WHAT YOU ARE ASKED TO DO: Restate word for word the run of lines that begins at the one containing "books in the image above." and ends at the last line of the listing.

SUPPLIED RECORDS:
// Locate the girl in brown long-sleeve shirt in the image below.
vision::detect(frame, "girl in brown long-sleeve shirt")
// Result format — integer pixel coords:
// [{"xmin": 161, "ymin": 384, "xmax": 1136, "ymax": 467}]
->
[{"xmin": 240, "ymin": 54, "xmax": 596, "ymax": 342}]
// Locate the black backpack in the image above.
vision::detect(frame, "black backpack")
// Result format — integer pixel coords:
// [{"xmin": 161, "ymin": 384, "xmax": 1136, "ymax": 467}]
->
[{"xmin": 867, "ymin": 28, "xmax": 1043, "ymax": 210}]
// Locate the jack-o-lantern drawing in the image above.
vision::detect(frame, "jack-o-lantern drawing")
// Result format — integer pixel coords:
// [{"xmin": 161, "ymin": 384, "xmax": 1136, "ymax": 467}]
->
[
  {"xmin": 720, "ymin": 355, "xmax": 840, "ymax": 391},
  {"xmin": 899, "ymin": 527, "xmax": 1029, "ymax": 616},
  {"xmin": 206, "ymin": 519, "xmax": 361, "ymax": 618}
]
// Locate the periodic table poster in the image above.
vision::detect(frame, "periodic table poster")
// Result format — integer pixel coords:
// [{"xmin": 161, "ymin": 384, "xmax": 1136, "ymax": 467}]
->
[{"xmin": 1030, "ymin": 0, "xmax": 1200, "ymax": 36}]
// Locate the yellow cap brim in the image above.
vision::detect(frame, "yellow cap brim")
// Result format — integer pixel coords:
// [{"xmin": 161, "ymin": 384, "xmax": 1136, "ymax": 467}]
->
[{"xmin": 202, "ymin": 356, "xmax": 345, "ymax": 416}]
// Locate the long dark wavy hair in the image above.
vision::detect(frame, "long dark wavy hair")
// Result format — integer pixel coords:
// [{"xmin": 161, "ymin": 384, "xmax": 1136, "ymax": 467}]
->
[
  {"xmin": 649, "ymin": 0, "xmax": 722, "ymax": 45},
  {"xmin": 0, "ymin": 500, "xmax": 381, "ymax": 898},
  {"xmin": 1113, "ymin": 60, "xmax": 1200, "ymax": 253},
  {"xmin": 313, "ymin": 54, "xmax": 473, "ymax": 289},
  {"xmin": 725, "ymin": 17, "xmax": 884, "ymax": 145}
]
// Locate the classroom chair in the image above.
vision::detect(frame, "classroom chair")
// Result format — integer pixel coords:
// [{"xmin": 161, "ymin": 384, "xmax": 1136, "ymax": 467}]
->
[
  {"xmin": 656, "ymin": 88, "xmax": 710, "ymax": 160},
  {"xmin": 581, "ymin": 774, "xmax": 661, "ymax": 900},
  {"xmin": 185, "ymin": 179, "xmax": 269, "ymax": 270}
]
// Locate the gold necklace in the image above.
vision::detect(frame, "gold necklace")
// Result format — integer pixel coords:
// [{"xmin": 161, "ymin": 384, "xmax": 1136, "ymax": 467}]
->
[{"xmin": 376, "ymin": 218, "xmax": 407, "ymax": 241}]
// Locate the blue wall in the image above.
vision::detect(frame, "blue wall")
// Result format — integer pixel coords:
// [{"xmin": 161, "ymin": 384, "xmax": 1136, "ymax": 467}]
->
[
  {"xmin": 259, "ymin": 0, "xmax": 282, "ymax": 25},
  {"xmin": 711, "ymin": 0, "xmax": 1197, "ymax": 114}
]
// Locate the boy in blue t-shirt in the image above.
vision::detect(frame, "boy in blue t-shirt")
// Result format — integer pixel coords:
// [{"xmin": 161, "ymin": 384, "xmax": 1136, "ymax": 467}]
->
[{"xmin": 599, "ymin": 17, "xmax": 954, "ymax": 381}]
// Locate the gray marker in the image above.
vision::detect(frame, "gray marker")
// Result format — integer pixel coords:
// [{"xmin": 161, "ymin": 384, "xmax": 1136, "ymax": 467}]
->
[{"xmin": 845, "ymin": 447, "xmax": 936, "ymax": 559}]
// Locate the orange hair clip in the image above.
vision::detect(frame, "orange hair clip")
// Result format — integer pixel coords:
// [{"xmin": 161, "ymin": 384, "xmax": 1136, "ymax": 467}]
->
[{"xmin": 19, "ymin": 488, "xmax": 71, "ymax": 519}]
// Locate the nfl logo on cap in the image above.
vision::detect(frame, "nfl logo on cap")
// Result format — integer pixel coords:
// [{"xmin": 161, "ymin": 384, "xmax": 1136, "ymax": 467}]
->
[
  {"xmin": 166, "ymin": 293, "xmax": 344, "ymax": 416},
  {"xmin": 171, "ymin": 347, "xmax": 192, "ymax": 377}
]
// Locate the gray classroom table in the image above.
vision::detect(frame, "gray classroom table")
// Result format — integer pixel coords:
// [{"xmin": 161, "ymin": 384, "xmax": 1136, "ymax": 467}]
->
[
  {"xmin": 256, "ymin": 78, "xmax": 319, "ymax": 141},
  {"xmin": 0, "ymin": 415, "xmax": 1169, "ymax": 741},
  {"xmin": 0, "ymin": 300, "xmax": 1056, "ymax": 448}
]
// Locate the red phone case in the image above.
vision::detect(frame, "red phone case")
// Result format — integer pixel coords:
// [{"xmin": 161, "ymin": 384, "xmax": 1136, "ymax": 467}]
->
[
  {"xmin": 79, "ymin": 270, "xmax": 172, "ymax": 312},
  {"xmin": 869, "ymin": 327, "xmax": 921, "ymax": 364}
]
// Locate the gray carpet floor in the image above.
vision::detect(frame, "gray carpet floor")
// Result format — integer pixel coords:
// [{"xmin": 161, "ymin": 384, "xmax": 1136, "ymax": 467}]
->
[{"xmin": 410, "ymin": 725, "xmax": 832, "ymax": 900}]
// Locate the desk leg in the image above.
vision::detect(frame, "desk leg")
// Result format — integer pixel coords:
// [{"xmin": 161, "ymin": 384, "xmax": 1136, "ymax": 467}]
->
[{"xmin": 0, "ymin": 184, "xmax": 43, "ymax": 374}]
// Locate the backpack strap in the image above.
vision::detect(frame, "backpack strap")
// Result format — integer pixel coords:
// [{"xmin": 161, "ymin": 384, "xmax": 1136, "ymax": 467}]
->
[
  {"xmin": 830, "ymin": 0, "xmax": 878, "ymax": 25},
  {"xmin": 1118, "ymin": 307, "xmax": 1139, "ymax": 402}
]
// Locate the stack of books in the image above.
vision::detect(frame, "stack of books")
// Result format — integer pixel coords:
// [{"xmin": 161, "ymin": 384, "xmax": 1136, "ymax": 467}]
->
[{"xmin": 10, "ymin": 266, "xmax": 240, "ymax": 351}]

REPLY:
// Locate the stack of books in the image above.
vision::detect(frame, "stack of books")
// Result format — integer pixel coords:
// [{"xmin": 161, "ymin": 384, "xmax": 1136, "ymax": 467}]
->
[{"xmin": 10, "ymin": 266, "xmax": 240, "ymax": 351}]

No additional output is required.